- **WORK ORDER 1**
In the explanation of the xkcd GDPR comic, which amendment to the United States Constitution describes the right not to quarter troops in one's home?
- **WORK ORDER 2**
Write what follows the last sentence of the explanation of the xkcd GDPR comic, continuing it in the same style.

Title text: By clicking anywhere, scrolling, or closing this notification, you agree to be legally bound by the witch Sycorax within a cloven pine.
This comic was released on the date on which the General Data Protection Regulation (GDPR) law went into effect. Most people will have already seen a large number of updated privacy policies in the week or two leading up to this law going active. And while xkcd would likely be outside of the jurisdiction that the law can enforce, it technically does fall within the scope of the law (as certainly EU citizens visit xkcd). This extra-territorial applicability is one of the major keys in this regulation and can be seen in more detail at the EU GDPR Information Portal.
There are several references made to this law, but also several jokes are included about the way people treat privacy policies specifically, and user agreements in general.
The agreement claims that it does not "deny or disparage" any of the user's other rights, but then immediately denies the user the right not to quarter troops in their home, which is a constitutional right described by the Third Amendment to the United States Constitution. Refusing to quarter troops in one's home was previously referenced in 496: Secretary: Part 3. Note that the Third Amendment only applies to Americans. However, less specific written laws guaranteeing the privacy of one's home also exist in nearly all European countries.
"This website places pixels" is something websites are designed to do and has nothing to do with privacy policies. Websites are more often employing "tracking pixels" from companies such as Facebook and Twitter, which is an image file that is hosted on an external server that allows cross-platform and cross-session tracking for targeted advertisements. This is a controversial topic, as many people are against this kind of targeted advertising.
"may use local storage" is threatening to turn the user's device into cloud storage should Randall run out of space on his drive.

- **EXERCISE DATA**
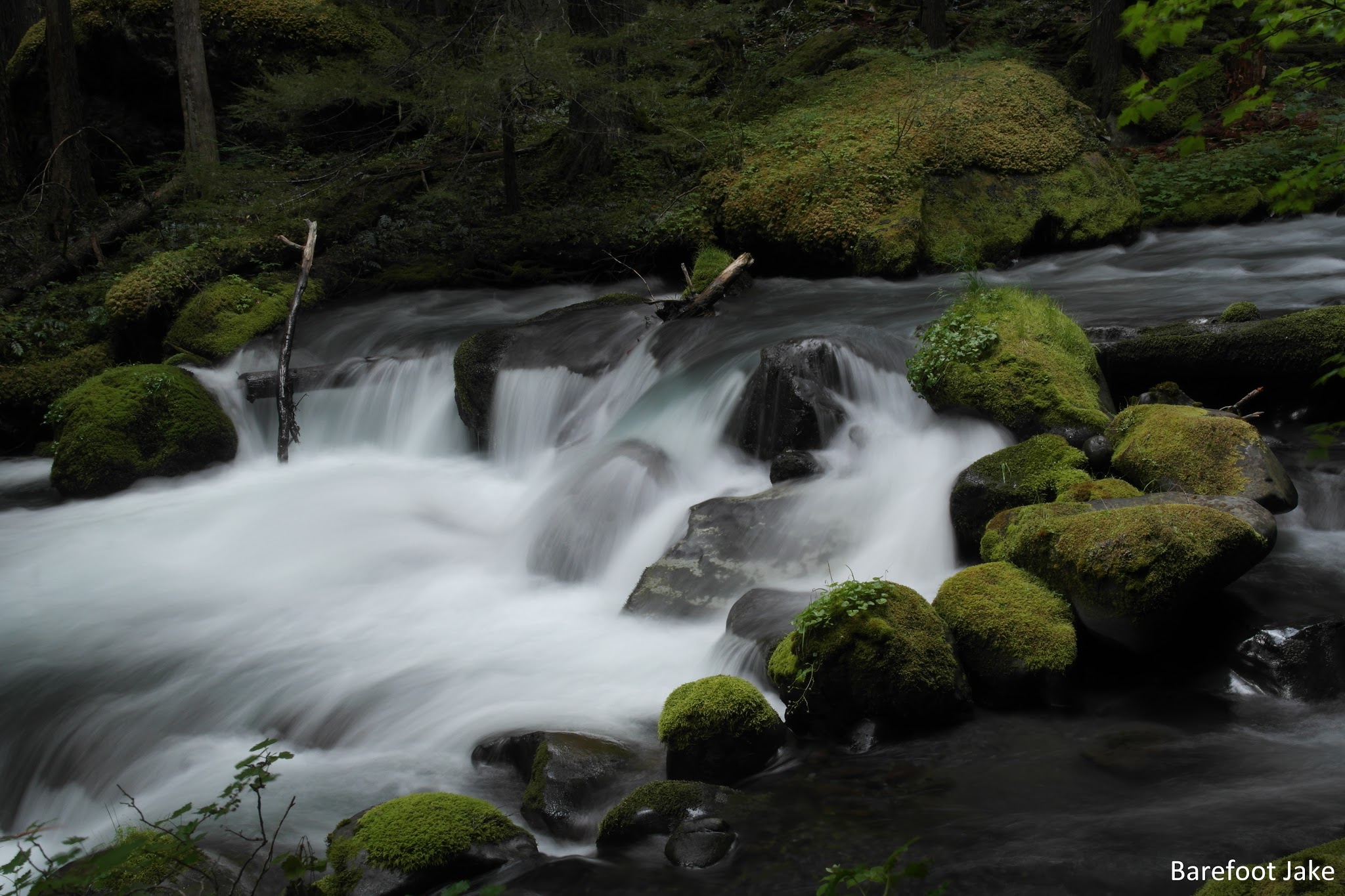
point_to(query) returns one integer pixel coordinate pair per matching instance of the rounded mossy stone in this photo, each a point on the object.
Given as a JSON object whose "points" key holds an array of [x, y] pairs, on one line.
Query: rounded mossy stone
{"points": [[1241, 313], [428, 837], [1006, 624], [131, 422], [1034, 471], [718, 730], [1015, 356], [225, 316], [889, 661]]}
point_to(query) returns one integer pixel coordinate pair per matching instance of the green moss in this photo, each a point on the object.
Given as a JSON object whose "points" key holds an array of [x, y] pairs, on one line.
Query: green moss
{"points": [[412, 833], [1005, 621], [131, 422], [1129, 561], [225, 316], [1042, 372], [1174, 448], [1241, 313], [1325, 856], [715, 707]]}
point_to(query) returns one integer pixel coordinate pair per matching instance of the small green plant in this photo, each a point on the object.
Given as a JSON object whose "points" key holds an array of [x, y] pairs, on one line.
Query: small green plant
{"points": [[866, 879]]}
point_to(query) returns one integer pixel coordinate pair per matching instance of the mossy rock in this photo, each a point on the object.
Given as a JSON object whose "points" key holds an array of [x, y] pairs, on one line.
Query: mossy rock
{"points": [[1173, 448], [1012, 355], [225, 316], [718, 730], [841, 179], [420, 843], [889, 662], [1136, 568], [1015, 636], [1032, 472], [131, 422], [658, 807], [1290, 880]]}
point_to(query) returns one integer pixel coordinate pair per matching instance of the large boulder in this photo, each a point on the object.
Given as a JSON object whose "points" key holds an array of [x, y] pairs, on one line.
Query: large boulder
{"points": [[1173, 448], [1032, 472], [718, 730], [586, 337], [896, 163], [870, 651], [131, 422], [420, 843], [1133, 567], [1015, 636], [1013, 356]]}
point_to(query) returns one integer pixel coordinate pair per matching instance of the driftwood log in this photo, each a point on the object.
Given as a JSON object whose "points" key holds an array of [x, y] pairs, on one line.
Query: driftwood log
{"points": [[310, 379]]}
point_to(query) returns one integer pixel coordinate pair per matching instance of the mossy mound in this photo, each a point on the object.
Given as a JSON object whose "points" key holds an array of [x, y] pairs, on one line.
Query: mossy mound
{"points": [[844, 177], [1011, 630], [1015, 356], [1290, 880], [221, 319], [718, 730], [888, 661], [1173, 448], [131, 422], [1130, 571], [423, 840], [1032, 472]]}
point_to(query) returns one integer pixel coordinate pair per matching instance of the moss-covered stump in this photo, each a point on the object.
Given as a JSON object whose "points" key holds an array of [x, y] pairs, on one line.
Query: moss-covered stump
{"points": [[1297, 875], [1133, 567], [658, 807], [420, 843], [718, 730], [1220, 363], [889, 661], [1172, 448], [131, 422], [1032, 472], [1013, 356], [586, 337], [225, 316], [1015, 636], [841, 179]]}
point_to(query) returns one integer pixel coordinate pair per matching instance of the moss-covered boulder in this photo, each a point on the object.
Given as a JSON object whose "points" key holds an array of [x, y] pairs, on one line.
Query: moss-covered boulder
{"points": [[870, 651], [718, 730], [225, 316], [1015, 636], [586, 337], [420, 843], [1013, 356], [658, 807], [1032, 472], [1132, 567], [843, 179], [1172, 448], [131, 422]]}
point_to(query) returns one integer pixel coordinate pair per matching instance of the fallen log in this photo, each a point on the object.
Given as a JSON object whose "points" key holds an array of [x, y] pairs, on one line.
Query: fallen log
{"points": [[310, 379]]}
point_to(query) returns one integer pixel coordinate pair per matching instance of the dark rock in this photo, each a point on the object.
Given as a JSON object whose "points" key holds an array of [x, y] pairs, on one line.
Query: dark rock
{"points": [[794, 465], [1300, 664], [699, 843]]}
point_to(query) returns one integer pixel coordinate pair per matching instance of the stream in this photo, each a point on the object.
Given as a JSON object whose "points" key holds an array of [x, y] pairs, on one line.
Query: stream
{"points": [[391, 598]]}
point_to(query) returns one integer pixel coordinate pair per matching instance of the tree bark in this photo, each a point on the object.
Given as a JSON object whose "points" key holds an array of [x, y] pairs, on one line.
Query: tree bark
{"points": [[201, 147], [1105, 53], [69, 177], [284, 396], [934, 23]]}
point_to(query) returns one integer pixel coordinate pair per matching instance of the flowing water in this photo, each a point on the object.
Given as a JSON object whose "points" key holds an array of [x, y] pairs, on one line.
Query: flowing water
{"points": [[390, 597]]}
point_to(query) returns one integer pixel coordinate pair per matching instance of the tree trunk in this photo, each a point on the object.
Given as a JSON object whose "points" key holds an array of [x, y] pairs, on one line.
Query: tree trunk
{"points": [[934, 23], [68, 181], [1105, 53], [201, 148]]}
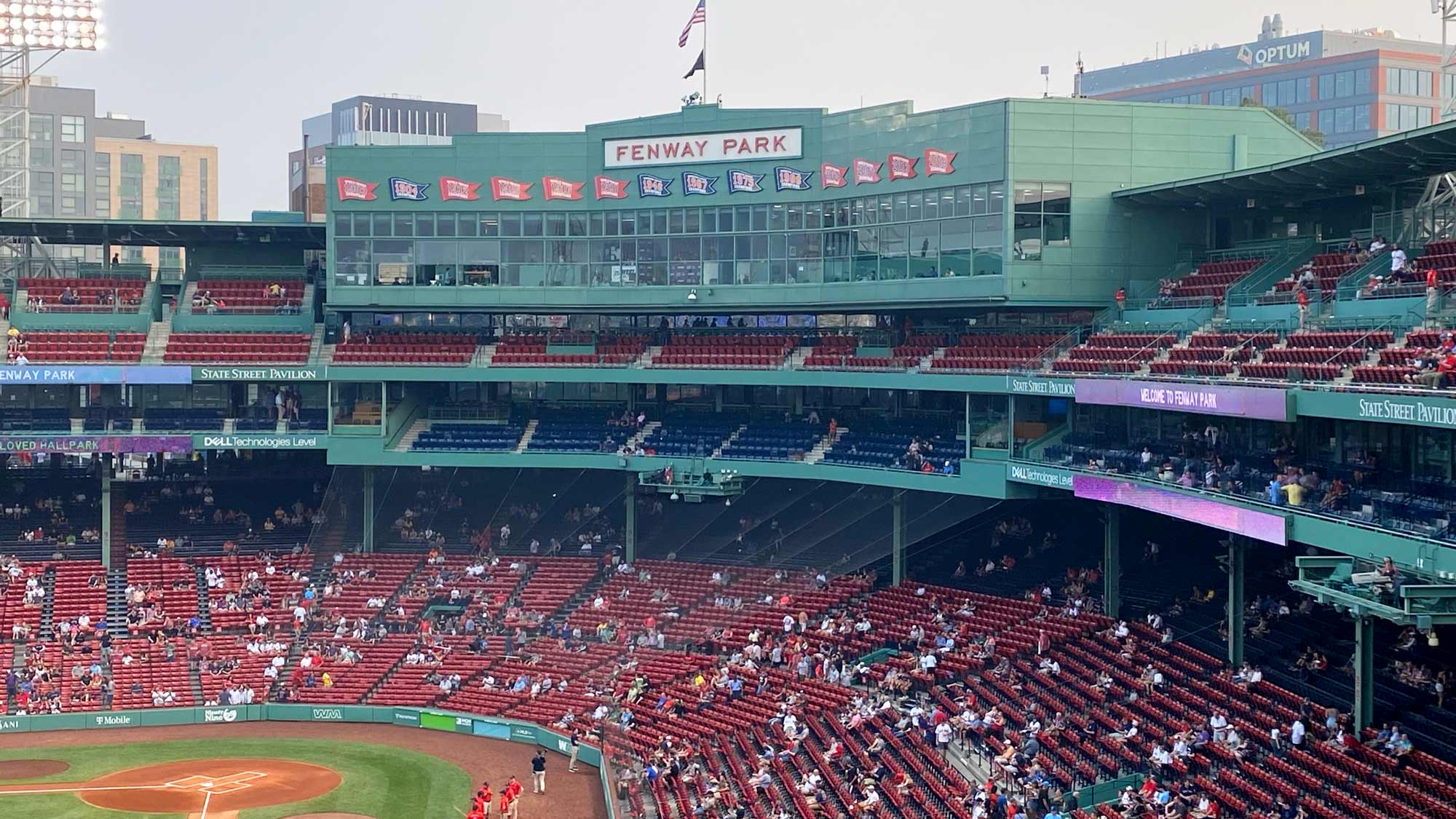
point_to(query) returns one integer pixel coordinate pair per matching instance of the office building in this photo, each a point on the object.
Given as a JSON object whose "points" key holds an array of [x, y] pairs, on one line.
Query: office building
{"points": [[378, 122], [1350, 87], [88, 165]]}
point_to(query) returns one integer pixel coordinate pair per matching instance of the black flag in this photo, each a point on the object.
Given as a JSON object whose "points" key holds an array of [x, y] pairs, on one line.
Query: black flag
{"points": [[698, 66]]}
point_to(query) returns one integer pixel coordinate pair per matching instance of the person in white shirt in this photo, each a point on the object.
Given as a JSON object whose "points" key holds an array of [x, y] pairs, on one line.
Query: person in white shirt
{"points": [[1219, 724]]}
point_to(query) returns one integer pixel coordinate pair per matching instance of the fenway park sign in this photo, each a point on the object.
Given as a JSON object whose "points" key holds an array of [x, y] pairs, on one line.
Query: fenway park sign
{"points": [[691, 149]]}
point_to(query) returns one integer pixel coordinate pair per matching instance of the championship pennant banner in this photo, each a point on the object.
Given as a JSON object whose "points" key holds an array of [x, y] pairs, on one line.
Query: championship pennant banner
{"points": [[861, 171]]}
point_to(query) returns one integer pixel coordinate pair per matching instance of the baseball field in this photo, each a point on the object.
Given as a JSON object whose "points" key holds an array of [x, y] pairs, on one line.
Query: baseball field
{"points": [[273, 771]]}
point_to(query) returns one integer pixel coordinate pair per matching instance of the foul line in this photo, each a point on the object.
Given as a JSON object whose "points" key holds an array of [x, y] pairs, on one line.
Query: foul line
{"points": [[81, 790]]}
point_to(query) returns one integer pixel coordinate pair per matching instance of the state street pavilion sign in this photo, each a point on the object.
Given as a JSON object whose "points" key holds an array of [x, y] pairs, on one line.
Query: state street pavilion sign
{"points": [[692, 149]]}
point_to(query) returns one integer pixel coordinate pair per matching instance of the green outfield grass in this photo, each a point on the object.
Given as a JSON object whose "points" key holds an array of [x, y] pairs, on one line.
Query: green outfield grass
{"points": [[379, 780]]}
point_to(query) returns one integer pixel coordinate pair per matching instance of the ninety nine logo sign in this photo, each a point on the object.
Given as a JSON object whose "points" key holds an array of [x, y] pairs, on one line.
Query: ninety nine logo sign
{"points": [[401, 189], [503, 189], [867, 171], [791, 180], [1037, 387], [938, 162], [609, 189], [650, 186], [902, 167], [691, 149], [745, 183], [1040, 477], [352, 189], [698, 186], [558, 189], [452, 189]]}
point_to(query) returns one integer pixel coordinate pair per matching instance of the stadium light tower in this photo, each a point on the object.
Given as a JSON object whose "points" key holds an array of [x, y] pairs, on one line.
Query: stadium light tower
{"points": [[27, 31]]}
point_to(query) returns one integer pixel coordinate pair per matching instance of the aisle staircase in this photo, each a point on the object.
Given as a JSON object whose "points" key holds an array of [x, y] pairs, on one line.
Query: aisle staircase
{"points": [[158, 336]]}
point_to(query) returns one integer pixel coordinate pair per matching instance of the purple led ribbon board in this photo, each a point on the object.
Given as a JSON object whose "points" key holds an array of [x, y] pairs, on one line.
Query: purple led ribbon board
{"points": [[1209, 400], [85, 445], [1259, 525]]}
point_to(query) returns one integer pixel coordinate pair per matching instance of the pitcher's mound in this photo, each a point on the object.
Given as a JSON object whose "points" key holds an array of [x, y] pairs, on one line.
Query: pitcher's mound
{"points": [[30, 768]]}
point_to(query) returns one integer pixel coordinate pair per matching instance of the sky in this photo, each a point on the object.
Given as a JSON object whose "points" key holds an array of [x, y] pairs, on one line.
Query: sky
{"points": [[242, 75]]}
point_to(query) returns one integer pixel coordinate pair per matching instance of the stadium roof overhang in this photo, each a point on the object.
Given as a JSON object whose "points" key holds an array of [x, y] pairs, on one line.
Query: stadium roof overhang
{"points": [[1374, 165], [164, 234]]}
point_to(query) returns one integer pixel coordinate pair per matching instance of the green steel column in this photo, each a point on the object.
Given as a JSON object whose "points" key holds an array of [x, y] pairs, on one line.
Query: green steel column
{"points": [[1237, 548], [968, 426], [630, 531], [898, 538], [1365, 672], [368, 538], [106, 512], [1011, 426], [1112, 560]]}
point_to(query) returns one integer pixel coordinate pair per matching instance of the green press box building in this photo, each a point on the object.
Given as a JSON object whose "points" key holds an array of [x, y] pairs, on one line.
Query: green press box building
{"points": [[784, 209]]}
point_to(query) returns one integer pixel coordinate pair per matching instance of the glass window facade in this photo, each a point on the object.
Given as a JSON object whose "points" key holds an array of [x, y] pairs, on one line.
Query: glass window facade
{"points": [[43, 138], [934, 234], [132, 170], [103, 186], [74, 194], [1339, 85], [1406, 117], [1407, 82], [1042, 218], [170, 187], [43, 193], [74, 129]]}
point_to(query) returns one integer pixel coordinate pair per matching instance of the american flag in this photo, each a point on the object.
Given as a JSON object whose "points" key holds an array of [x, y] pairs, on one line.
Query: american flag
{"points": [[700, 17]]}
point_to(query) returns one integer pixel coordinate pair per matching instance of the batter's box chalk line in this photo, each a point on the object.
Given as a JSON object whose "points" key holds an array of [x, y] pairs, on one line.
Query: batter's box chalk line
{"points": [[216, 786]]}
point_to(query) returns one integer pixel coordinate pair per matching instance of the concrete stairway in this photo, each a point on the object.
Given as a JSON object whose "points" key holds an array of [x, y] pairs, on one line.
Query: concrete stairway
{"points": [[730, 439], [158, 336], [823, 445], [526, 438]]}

- **EXERCISE RESPONSE 1**
The Third Amendment.

- **EXERCISE RESPONSE 2**
3rd Party was a three-member dance-pop group that released one album in 1997, "Alive". In software, "third-party extensions" are small programs that plug into a larger program to modify its behavior, and are created neither by the maker of the larger program nor the user.
"requesting permission" can be construed in several frightening ways. 1. We will ask you after you die if you are willing to donate your organs. 2. We were not asking permission before, but now we have to ask. 3. We will ask you, but your answer doesn't actually matter. 4. We've switched from an organ donation program (legal) to an organ harvesting program (wildly illegal). 5. Anyone not in the EU will have (or, possibly, continue to have) their organs harvested without permission. Besides these frightening scenarios, there is also the question of how a website (and not a doctor) is going to perform the harvesting.
"unenforceable" claims to have higher jurisdiction than any court and can somehow maintain legality even if a court disagrees. A typical policy would read that an unenforceable provision would not invalidate the rest of the policy.
"not liable" and "shall not be construed" are blanket statements that are supposed to have limiters. For example, a restaurant could have a policy stating "not liable for burns received from our hot coffee." A statement made to a court could say "The defendant's statement of giving the prostitute money shall not be construed as an admission of committing a crime." This makes little sense when claiming the website “is not liable” for anything, and “shall not be construed” to have any meaning whatsoever.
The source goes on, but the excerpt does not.